The 1980 Disappearance of Lisa Marie Mott

Published: Last Updated on 0 comment

Lisa Marie Mott, 12, was born in Adelaide to Brian and Marion Mott. In 1979, the Mott family moved to Collie, Western Australia, and settled into a home on Atkinson Street. 

Marion described Lisa as a thoughtful and happy child who always smiled. She was strong-minded and had many friends. 

Lisa was at the age when boys had not yet interested her. She preferred to hang out with friends and often stayed the night at her friends’ homes and vice versa. 

Lisa spent the afternoon at a friend’s house on Oct. 30, 1980. She asked her mother if she could go to the basketball courts later that day, and her mother said yes, but told Lisa to get a ride home with the mother of Lisa’s friend. The outing was only the third time Lisa’s mother had allowed her to go out at night. 

Lisa and her friend went to the local basketball courts on Throssell Street at 6:45 p.m. They shot some baskets but spent most of their time chatting with other friends. At 8:45 p.m., the girls went to a nearby pizza joint and returned to the courts a few minutes later.

Around 9 p.m., Lisa started walking home, and her friend accompanied her part of the way. They walked along Throssell Street and turned onto Harvey Street towards the railway crossing. Her friend parted ways at this point but watched Lisa cross the railway line to Forrest Street. 

Lisa never made it home.

After Lisa’s family reported her missing, six police officers worked 12 hours a day investigating her disappearance. During an extensive search, authorities found no trace of the missing girl.

Lisa was last seen wearing dark blue shorts with light trim, a light blue T-shirt, and brown and fawn-striped sneakers with white socks. She had previously left home mad for only a few hours. However, as her family and the police knew, Lisa had no reason to be upset.

A friend reportedly saw Lisa on Forrest Street getting into a yellow panel van, possibly a Holden, with a chrome roof rack, a dent in the right-hand door, and a tow bar. The male driver’s name might have been Greg. Brian Mott said he previously overheard Lisa mention a panel van to one of her sisters.
******************************
SET EXERCISE: Carry on the account of the 1980 disappearance of Lisa Marie Mott, picking up after its final sentence. The rows that come next are separate material and have no connection to the account of Lisa Marie Mott's disappearance.

PROVIDED DATA:
******************************
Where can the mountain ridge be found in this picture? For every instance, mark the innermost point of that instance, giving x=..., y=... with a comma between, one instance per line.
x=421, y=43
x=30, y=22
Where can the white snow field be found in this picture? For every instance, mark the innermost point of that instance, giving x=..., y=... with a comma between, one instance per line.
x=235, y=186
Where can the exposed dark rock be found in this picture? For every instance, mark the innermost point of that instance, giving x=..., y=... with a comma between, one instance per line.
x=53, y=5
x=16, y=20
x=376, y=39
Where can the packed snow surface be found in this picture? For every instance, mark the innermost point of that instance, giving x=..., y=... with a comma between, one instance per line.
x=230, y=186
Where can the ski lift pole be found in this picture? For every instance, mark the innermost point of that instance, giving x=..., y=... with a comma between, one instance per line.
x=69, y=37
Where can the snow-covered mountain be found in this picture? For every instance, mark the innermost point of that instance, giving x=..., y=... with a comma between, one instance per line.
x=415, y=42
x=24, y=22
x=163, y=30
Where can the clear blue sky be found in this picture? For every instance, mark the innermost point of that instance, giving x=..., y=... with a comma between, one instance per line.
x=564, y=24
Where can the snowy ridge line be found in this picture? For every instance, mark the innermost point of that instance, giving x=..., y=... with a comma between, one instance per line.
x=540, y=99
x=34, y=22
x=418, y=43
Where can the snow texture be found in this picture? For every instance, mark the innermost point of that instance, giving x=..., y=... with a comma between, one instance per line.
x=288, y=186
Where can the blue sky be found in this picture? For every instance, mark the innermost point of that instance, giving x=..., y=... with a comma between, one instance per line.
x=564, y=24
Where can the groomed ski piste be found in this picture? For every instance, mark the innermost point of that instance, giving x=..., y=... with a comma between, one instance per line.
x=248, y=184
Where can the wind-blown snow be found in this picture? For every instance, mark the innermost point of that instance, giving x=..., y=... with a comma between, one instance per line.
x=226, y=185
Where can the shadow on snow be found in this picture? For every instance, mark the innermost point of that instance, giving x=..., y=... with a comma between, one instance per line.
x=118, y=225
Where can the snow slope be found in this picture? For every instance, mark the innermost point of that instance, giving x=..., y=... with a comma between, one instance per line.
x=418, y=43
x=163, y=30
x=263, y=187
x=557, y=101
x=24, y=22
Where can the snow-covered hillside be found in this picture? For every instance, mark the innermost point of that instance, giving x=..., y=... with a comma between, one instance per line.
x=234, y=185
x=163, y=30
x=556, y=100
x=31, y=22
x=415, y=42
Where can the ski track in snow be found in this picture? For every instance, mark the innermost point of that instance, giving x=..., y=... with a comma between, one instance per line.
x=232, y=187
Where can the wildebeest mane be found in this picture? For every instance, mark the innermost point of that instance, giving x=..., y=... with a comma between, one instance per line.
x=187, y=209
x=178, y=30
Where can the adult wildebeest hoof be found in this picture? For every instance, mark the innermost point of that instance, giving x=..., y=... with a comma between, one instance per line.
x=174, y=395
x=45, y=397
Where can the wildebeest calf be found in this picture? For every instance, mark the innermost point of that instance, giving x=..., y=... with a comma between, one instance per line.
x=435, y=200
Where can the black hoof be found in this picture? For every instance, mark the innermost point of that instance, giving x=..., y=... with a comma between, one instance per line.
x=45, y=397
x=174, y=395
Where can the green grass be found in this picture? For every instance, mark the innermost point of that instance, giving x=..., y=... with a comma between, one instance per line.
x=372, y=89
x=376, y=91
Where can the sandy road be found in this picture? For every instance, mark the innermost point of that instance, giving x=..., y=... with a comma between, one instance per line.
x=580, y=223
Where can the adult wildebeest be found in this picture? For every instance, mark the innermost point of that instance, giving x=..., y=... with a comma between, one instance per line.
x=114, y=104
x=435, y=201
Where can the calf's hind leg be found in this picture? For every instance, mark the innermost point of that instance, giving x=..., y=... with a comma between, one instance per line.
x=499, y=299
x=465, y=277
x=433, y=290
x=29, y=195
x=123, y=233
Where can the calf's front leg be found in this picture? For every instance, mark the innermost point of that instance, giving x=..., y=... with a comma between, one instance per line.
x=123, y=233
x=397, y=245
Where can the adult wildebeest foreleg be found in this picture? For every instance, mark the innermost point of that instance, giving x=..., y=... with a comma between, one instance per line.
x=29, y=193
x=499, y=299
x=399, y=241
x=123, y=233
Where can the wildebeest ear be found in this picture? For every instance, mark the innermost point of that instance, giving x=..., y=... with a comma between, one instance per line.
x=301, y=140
******************************
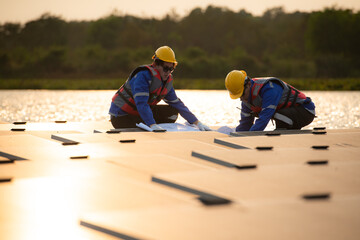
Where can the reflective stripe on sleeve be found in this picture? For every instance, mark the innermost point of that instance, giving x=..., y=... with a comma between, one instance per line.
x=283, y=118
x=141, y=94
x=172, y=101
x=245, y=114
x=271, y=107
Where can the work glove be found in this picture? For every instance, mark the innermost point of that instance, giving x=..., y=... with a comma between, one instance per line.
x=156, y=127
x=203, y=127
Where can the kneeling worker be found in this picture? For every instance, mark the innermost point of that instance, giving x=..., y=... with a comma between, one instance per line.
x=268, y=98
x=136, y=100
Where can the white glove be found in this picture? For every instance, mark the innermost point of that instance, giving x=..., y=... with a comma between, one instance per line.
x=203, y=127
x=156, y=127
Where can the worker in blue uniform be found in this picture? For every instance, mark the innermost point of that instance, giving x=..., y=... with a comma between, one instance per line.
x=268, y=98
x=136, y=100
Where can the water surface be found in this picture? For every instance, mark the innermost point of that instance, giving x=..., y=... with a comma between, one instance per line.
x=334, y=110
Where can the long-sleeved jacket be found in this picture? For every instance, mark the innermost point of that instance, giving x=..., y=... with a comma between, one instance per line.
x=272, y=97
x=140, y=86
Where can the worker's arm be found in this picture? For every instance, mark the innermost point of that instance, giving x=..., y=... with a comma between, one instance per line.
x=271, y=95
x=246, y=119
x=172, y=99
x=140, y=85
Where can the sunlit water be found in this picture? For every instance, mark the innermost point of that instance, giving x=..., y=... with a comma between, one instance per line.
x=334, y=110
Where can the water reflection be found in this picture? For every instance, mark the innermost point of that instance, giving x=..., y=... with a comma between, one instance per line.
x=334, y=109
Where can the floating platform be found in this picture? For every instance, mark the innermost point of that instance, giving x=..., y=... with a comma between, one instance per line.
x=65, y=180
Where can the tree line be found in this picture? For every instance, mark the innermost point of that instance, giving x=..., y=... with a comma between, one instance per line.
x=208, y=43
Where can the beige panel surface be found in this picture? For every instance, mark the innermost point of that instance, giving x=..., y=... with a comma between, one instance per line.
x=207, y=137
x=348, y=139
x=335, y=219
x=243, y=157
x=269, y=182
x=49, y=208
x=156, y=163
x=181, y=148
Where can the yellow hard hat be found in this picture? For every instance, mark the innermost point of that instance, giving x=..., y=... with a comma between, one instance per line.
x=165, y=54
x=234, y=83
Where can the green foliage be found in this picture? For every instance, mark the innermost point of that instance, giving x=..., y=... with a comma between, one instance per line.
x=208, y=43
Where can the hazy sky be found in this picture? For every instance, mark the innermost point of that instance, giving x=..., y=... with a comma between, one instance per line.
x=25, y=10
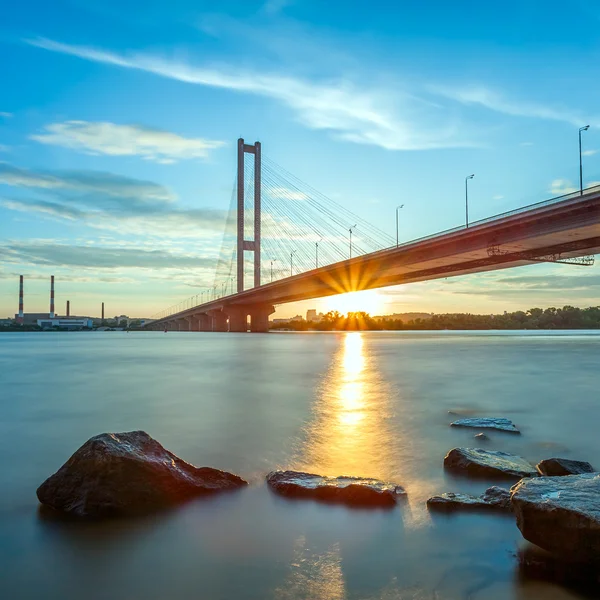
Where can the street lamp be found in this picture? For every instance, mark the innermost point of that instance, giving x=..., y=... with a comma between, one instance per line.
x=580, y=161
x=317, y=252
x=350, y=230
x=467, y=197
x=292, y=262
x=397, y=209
******************************
FINAL ANSWER:
Early news articles stated people had seen the van at basketball games in previous weeks, so investigators thought there was a possibility the kidnapper was local.

Unfortunately, the vehicle and that color were reasonably standard in Australia, so the tip led police to a dead end.

A few days after her daughter’s disappearance, Marion Mott made a public plea begging for her daughter or anyone with knowledge of her whereabouts to come forward.

According to a November 1980 news article in the Collie Mail, three others vanished. Alice Adele Berry, 16, of Kingsley, Annette Caroline Deverell, 19, of Mandurah, and Olive Maureen Wright, 33, of Mandogalup, all went missing within two months of Lisa’s disappearance.

Deverell disappeared on Sept. 13, 1980. Her body was found on July 4, 1982, less than 20 miles from where she was last seen, but her case remains unsolved. I could find no additional information on the other two.

In 2000, police reopened Lisa’s case and investigated whether serial killer couple David and Catherine Birnie had abducted and killed Lisa. They were convicted in 1987 of abducting, raping, and killing four females aged 15 to 31 in Perth. One victim, Kate Noir, then 17, managed to escape and contacted authorities.

David Birnie was working in Collie when Lisa vanished. He killed himself in prison in 2005.

According to News.com.au, “David Birnie’s first wife told Murder Uncovered he was with her in Perth for that entire day. And she has no reason to give the man that walked out on her and their children to become a serial killer an alibi.”

Police never found Lisa. On the 40th anniversary of her vanishing, Marion Mott, now Marion Powell, once again spoke to her long-lost daughter.

“If you are still out there, Lisa, somewhere, I still love you, I still love you to bits.”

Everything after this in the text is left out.